GIVEN PROBLEM:
Output all the material that follows, exactly as given.

DATA FOR THE TASK:

-- start --

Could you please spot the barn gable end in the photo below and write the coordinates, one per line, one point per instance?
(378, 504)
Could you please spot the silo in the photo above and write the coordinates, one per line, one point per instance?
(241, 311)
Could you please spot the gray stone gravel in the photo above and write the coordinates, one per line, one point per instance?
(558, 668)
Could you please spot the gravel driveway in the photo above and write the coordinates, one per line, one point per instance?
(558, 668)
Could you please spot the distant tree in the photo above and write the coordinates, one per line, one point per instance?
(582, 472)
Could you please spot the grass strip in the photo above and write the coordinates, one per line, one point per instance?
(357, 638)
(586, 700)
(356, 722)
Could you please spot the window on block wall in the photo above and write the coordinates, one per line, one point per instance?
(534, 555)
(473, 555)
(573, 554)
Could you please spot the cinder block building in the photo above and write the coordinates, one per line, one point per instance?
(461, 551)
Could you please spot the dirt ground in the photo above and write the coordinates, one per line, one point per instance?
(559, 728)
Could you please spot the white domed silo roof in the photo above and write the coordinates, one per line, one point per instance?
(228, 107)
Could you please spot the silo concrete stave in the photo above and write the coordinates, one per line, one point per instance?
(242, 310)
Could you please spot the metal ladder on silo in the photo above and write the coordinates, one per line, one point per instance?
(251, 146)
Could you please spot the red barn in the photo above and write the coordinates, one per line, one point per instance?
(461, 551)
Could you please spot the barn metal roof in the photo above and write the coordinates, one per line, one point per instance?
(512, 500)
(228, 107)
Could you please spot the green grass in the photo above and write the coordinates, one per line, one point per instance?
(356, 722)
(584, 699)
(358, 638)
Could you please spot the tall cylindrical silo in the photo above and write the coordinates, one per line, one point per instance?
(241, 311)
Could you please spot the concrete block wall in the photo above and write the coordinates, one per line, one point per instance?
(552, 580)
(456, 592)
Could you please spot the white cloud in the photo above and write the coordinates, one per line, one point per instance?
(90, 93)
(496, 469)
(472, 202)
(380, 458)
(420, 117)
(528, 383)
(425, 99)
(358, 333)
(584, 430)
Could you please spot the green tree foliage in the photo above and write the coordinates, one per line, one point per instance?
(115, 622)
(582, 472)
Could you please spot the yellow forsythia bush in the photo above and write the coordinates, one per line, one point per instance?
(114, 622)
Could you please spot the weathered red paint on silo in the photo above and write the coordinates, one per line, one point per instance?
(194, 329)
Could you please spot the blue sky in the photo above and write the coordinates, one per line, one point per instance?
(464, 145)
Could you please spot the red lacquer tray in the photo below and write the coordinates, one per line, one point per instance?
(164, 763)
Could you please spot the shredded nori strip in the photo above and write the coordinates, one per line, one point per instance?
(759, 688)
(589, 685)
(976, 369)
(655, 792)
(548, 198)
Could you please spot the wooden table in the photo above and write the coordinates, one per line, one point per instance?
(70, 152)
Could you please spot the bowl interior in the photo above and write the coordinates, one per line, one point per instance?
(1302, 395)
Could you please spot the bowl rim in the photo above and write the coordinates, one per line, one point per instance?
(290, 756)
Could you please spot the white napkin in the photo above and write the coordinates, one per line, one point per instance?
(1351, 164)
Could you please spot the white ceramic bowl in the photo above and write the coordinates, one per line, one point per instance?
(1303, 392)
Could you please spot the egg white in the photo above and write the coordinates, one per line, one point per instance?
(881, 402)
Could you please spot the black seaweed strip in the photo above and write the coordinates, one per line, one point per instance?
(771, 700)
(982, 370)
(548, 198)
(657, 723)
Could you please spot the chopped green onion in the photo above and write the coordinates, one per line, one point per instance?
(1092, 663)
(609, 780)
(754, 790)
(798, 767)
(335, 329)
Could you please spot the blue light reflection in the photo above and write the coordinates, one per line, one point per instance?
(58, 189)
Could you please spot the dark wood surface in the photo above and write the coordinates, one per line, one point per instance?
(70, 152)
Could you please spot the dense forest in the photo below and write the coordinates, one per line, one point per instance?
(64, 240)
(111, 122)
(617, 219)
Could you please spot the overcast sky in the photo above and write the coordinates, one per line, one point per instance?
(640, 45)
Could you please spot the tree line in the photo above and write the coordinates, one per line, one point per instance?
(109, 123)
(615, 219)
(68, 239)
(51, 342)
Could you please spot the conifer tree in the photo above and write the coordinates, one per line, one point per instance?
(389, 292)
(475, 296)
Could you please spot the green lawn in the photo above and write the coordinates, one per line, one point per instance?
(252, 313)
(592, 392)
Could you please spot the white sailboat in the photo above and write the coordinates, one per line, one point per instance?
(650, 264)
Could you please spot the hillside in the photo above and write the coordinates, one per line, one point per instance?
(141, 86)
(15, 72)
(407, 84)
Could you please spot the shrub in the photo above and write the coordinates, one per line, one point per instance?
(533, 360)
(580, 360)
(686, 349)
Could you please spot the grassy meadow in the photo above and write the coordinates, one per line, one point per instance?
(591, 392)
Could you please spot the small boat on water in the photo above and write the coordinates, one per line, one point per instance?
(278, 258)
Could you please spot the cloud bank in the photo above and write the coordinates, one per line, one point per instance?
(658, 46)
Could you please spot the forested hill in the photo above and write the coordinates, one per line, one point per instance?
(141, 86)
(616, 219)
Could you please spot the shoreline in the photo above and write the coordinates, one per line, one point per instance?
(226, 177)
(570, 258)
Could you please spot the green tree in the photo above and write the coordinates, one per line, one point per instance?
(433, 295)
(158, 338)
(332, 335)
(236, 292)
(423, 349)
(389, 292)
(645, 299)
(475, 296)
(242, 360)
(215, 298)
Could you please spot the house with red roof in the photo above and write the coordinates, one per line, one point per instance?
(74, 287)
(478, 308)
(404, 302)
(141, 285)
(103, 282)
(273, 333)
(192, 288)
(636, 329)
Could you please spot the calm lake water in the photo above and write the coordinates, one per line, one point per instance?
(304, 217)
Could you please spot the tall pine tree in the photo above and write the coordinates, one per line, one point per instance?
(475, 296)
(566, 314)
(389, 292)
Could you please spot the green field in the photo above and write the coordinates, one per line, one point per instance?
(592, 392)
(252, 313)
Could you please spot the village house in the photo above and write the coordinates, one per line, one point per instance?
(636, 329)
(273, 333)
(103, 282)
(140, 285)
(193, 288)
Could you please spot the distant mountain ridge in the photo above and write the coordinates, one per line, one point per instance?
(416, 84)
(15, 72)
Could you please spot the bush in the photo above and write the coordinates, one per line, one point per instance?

-- end --

WORKED ANSWER:
Could you please spot the barn gable end in the photo below and write the coordinates, one per line, one point per instance?
(378, 504)
Could you please spot the silo in the photo above and write the coordinates, one per line, one point per instance?
(241, 311)
Could you please spot the gray stone gravel in the photo above and write the coordinates, one per line, one point per instance?
(558, 668)
Could you please spot the gravel driveway in the photo above and write the coordinates, one per line, one point per instance?
(558, 668)
Could you please spot the distant tree in the photo above and write the coordinates, one per line, one point per instance?
(582, 472)
Could you please spot the grass strip in the photo above and write the coordinates, one per line, one point per instance?
(357, 638)
(586, 700)
(356, 722)
Could you please spot the window on block wall in the photo above and write the coordinates, one per line, one point per instance?
(534, 555)
(473, 555)
(573, 554)
Could you please spot the cinder block building in the photo above and write the coordinates, one per line, one point per instance?
(461, 551)
Could you please spot the dirt ground in the photo above and write the coordinates, one per line, one point per instance?
(559, 728)
Could you please spot the white domed silo roof in the photo above and write the coordinates, one per line, one point per instance?
(228, 107)
Could you please spot the silo concrete stave in the photo above and write the coordinates, one per line, one point per instance?
(242, 310)
Could you please spot the metal ladder on silo in the photo above and write the coordinates, one per line, one point per instance?
(251, 146)
Could you please spot the red barn in the photo above and write the coordinates, one per line, one point per instance?
(461, 551)
Could you please spot the barn metal roof in the photo above and write the coordinates, one per line, one point per instance?
(512, 500)
(228, 107)
Could you please spot the green grass in the photo above and write the coordinates, one per line, one point per instance?
(356, 722)
(584, 699)
(358, 638)
Could you please spot the tall cylindrical silo in the photo above and write the coordinates, one per line, one point per instance?
(241, 311)
Could you please spot the concrete block wall in the photo above and write the coordinates, one per line, one point per instance?
(552, 580)
(456, 592)
Could you please spot the white cloud in the photo above and write the coordinates, one per line, one point per instance?
(90, 93)
(496, 469)
(472, 202)
(380, 458)
(420, 117)
(528, 383)
(425, 99)
(358, 333)
(584, 430)
Could you please spot the green tree foliage in the photo above and write the coordinates, one per line, one point per instance?
(115, 622)
(582, 472)
Could you please spot the yellow forsythia bush in the photo above and write the coordinates, one per line, one point per instance?
(114, 622)
Could you please spot the weathered red paint on silo in the photo above and write the coordinates, one per line, one point per instance?
(194, 329)
Could you please spot the blue sky in the photo above and write the coordinates, one per line, one point per instance?
(464, 145)
Could you please spot the red lacquer tray in the photo below and write the coordinates, one per line, one point per instance?
(164, 763)
Could you please spot the shredded nori strip in the photo above and write the coordinates, one per line, one point per instance?
(759, 688)
(589, 685)
(976, 369)
(655, 792)
(548, 198)
Could you please spot the wooden table in the photo above and write the coordinates, one per line, one point per instance?
(70, 152)
Could you please spot the bowl interior in the photo above and write the coordinates, one per line, one point per instance?
(1302, 395)
Could you please spot the bowl rim in the photo above and write the coordinates, one per line, one point per instance?
(290, 756)
Could you please spot the white napkin in the photo above and write the coordinates, one per line, one point per instance?
(1351, 164)
Could you please spot the white ceramic bowl in the photo above and write the coordinates, one per line, one point per instance?
(1303, 392)
Could you please spot the egg white in the photo above and write the coordinates, one per line, one point per instance?
(881, 402)
Could you please spot the black seaweed strip in the photo above and write the coordinates, one per line, one point per instance?
(771, 700)
(982, 370)
(548, 198)
(657, 723)
Could you please spot the chopped green onion in the photo above and write the coordinates, one per line, one point per instance?
(1092, 663)
(609, 780)
(754, 790)
(798, 767)
(335, 329)
Could you please spot the blue light reflection in the photo above and write the coordinates, one per line, one point per instance?
(58, 189)
Could you please spot the dark wood surface in the photo above and write the coordinates, one per line, one point per instance?
(70, 152)
Could you please spot the dense forest in the photo below and write the coordinates, one per line, one point per instance?
(64, 240)
(111, 122)
(617, 219)
Could you please spot the overcast sky in the photo above and write the coordinates, one per line, one point per instance?
(640, 45)
Could you please spot the tree line in the photo above and write the coordinates, one per line, one point per instance?
(109, 123)
(615, 219)
(68, 239)
(51, 342)
Could you please spot the conifer tree in the photo above and write the coordinates, one per line, one point per instance?
(389, 292)
(475, 296)
Could you please spot the green lawn in the photo above and write the coordinates, one per line, one point per instance?
(252, 313)
(592, 392)
Could you please spot the white sailboat in the photo above and write the coordinates, one per line, one point per instance?
(650, 264)
Could you please spot the hillside in the photo above and write the coordinates, one per line, one point per instance?
(141, 86)
(15, 72)
(407, 84)
Could you please spot the shrub in the photo above and write the coordinates, one per line, one point per instance?
(533, 360)
(580, 360)
(686, 349)
Could you please spot the grassy meadow in the photo above and write the coordinates, one per line, one point per instance?
(591, 392)
Could you please spot the small boat on water in the photo above and write the coordinates, one per line, one point per instance?
(278, 258)
Could you please spot the cloud bank in the photo above and write the coordinates, one per line, one point per instance?
(658, 46)
Could you please spot the forested hill in the photo above and write the coordinates, one per line, one point per instance?
(141, 86)
(616, 219)
Could you please spot the shoreline in the photo above and write the coordinates, one per line, one point per instance?
(226, 177)
(570, 258)
Could you please spot the green tree in the photo above and write the coordinates, one per line, one point per instance?
(433, 295)
(158, 338)
(332, 335)
(236, 292)
(423, 349)
(389, 292)
(645, 299)
(475, 296)
(242, 360)
(215, 298)
Could you please spot the house with red roof in the photo above and write the coordinates, one per line, one point per instance?
(74, 287)
(478, 308)
(404, 302)
(141, 285)
(103, 282)
(273, 333)
(192, 288)
(636, 329)
Could you please spot the calm lake water in the photo above and write the coordinates, one per line, one point per instance?
(304, 217)
Could you please spot the tall pine tree in the photo above and write the coordinates, one per line, one point per instance?
(475, 296)
(566, 314)
(389, 292)
Could you please spot the green field in the photo above and write the coordinates, one per line, one point per instance?
(592, 392)
(252, 313)
Could you please spot the village house in the photo above and write the coordinates, one per line, one point per instance?
(636, 329)
(273, 333)
(103, 282)
(140, 285)
(193, 288)
Could you please spot the distant mountain ridge in the photo above and write the coordinates, one per line, one point per instance?
(416, 84)
(15, 72)
Could you please spot the bush in the photo above and write the coordinates, one per line, one point per instance?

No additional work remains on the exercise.